阅读摘录
= = =

Lucas(n,m) = C(n%p,m%p)*Lucas(n/p,m/p)%p

p需为素数,fac[]为预处理的阶乘,时间复杂度大约是$O(p + mlogm)$(预处理需要$O(p)$)

ll C(ll n,ll m){
	if(m > n)return 0;
	return (fac[n]*Pow(fac[m],p-2)%p*Pow(fac[n-m],p-2)%p)%p;
}
ll Lucas(ll n,ll m){
	if(!m)return 1;
	return C(n%p,m%p)*Lucas(n/p,m/p)%p;
}

线性基

maxbit取值域位数

insert返回0则说明现有基可以表示x

qmax返回异或最大值

struct LinerBasis{
	ll base[maxbit+4];
	bool vis[maxbit+4];
	bool insert(ll x){
		for(int i = maxbit;~i;i--){
			if(x&(1LL<<i)){
				if(!base[i]){
					base[i] = x;
					break;
				}
				else x ^= base[i];
			}
		}
		return x;
	}
	ll qmax(){
		ll ans = 0;
		for(int i = maxbit;~i;i--)ans = max(ans,ans^base[i]);
		return ans;
	}
}yay;

杜教BM(快速求模意义下线性递推式)

设$n$为输入项数, 复杂度$O(n^2\log n)$. 对于$k$阶递推式(例如斐波那契数列为2阶递推式)至少需要前$2k$项

#include<bits/stdc++.h>
using namespace std;
#define rep(i,a,n) for (int i=a;i<n;i++)

= = =

学以致用
#1 用两句话概括这段摘录。
#2 改写这段摘录中从“杜教BM(快速求模意义下线性递推式)”起至“for (int i=a;i<n;i++)”止的一段，把其中的“斐波那契数列”换成“Fibonacci数列”。
下面的列表与这段摘录没有关系。

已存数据
= = =

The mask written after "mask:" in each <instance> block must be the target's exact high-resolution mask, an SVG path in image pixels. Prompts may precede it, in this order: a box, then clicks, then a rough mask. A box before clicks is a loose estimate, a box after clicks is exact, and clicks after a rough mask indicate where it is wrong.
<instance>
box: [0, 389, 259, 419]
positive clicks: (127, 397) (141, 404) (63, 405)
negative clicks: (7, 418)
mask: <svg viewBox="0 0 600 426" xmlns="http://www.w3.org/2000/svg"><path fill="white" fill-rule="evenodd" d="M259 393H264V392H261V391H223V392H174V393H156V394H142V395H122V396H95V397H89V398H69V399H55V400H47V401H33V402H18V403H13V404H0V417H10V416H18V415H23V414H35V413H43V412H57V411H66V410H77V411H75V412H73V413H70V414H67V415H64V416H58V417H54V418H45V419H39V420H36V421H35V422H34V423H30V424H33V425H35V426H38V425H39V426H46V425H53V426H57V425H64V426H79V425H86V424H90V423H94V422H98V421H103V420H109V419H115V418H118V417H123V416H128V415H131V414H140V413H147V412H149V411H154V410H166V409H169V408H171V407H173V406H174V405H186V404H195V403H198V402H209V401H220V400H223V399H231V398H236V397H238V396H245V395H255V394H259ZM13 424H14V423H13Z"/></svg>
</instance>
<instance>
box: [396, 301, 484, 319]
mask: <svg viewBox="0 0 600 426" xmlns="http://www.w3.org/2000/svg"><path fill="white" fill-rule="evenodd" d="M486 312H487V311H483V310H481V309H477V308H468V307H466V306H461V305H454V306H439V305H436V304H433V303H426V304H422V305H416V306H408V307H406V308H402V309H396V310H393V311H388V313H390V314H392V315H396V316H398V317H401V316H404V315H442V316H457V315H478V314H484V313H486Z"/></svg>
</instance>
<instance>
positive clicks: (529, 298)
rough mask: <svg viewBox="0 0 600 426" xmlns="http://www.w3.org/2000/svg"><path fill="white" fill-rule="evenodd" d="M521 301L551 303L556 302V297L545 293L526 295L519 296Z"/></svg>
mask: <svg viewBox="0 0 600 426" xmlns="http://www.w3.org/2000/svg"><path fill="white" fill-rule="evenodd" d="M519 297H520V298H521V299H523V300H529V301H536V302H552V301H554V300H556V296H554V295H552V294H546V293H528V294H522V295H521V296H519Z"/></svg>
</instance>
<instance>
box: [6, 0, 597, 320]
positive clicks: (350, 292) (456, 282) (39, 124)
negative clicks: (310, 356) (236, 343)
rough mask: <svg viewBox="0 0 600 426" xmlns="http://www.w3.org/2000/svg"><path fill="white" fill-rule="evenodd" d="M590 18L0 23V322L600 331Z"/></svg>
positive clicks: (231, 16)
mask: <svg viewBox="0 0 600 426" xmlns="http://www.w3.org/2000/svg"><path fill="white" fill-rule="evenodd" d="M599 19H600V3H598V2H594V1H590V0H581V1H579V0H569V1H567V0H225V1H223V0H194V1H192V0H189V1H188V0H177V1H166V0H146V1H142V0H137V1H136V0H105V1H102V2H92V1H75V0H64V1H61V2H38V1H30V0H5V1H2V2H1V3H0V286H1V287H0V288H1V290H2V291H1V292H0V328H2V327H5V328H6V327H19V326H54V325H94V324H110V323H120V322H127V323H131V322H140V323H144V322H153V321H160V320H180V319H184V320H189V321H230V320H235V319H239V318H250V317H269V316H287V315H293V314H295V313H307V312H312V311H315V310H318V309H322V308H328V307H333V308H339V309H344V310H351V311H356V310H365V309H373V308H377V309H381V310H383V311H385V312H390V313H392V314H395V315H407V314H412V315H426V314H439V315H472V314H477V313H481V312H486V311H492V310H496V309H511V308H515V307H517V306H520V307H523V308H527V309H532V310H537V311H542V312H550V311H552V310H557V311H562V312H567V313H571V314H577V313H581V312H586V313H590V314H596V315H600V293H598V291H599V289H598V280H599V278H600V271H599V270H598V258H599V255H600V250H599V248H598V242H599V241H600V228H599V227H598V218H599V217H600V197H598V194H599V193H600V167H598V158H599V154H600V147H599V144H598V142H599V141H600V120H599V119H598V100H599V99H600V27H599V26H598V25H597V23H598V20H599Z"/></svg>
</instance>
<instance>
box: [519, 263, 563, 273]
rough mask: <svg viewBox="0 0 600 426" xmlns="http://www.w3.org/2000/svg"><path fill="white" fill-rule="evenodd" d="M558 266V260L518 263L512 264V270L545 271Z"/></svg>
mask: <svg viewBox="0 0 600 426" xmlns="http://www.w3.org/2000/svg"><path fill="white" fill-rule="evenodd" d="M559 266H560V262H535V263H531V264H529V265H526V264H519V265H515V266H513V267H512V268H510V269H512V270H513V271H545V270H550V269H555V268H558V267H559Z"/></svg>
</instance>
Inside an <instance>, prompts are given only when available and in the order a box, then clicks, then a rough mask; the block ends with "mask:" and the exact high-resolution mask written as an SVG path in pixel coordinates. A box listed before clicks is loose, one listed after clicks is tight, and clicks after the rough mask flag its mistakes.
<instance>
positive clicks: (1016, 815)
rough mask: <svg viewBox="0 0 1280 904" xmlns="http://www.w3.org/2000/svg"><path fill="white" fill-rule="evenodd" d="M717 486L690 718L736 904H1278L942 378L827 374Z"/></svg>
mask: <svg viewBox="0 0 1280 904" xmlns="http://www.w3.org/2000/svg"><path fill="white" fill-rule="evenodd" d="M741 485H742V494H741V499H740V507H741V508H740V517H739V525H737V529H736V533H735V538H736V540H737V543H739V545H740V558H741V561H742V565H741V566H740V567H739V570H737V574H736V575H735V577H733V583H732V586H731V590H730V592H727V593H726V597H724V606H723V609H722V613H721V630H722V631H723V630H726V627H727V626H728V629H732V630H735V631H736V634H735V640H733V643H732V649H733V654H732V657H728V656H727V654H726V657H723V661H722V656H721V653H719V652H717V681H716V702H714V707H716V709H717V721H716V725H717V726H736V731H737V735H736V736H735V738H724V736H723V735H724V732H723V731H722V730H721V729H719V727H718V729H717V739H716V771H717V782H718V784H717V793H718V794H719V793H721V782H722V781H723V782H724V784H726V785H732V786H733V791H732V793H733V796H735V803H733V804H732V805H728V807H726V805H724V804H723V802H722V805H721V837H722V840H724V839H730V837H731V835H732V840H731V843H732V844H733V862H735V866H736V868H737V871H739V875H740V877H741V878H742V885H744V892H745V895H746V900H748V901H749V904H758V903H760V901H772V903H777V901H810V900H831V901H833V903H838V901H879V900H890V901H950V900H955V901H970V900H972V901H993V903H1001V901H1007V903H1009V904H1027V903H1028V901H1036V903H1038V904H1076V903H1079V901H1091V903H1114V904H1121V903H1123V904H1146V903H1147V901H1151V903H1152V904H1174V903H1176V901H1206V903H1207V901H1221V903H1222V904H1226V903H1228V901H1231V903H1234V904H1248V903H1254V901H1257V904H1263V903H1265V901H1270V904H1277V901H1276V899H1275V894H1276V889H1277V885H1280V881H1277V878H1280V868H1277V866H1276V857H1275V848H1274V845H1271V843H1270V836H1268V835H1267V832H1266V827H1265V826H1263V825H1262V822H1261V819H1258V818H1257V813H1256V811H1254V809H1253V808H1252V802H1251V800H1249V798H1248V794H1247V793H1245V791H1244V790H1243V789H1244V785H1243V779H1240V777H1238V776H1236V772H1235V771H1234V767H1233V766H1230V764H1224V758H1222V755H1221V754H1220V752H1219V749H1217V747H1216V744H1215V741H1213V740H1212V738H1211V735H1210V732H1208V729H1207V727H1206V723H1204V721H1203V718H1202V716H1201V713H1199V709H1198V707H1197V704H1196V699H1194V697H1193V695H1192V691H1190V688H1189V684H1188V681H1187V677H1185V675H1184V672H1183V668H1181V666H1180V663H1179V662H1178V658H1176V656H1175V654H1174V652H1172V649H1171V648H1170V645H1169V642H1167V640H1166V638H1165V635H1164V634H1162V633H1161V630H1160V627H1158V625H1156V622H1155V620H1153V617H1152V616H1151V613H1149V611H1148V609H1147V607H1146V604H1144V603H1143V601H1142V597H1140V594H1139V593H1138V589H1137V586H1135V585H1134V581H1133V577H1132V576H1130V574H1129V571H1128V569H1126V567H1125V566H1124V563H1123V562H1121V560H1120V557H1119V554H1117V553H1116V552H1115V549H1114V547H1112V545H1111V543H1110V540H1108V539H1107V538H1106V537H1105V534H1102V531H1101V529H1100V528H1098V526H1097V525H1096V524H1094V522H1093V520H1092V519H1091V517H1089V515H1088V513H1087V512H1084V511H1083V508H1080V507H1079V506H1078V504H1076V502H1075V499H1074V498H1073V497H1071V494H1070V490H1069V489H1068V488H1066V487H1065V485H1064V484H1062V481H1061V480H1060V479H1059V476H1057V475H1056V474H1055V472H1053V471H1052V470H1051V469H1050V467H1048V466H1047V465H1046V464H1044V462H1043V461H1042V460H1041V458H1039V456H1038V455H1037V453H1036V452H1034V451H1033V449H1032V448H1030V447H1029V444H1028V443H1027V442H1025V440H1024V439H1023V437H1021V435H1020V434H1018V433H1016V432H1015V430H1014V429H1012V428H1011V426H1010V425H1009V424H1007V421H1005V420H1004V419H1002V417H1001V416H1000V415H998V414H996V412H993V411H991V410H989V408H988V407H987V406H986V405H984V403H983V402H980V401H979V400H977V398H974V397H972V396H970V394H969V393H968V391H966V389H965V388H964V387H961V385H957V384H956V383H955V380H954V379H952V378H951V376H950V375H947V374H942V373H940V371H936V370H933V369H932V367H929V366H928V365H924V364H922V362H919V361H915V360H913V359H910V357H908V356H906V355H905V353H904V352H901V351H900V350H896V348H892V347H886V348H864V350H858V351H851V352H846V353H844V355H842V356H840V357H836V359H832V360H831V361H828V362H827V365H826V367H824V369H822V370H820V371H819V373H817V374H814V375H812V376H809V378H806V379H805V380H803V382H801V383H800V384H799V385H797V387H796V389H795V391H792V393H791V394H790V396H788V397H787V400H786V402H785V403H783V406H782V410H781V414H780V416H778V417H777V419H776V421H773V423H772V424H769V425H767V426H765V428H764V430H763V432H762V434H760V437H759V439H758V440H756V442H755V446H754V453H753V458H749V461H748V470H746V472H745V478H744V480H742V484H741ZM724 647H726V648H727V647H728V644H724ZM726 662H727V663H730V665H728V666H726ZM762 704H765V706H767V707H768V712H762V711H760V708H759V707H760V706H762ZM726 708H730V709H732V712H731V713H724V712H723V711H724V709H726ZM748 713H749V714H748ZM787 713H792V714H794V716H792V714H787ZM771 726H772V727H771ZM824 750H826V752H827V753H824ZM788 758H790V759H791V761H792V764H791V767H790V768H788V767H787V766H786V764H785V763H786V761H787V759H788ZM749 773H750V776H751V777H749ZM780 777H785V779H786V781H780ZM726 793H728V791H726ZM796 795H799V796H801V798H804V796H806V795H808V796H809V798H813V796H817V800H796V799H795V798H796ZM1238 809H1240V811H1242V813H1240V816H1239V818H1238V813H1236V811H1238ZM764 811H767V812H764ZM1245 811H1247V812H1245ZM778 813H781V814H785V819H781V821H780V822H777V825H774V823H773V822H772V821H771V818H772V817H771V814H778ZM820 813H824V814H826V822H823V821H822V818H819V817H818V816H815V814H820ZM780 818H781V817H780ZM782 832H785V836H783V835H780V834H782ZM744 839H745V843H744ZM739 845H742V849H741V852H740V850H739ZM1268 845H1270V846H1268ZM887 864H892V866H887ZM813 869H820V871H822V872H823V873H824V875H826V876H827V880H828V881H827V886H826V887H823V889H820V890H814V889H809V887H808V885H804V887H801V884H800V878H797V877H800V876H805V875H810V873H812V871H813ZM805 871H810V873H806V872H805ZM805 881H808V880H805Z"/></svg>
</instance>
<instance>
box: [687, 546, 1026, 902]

= = =

练习答案
#1 摘录先给出用卢卡斯定理求组合数取模的写法，要求p为素数，fac[]为预处理的阶乘，时间复杂度大约是O(p + mlogm)。接着给出线性基的结构体，其中insert返回0说明现有基可以表示x，qmax返回异或最大值；最后介绍用杜教BM快速求模意义下的线性递推式，复杂度为O(n^2 log n)，k阶递推式至少需要前2k项。

#2
杜教BM(快速求模意义下线性递推式)

设$n$为输入项数, 复杂度$O(n^2\log n)$. 对于$k$阶递推式(例如Fibonacci数列为2阶递推式)至少需要前$2k$项

#include<bits/stdc++.h>
using namespace std;
#define rep(i,a,n) for (int i=a;i<n;i++)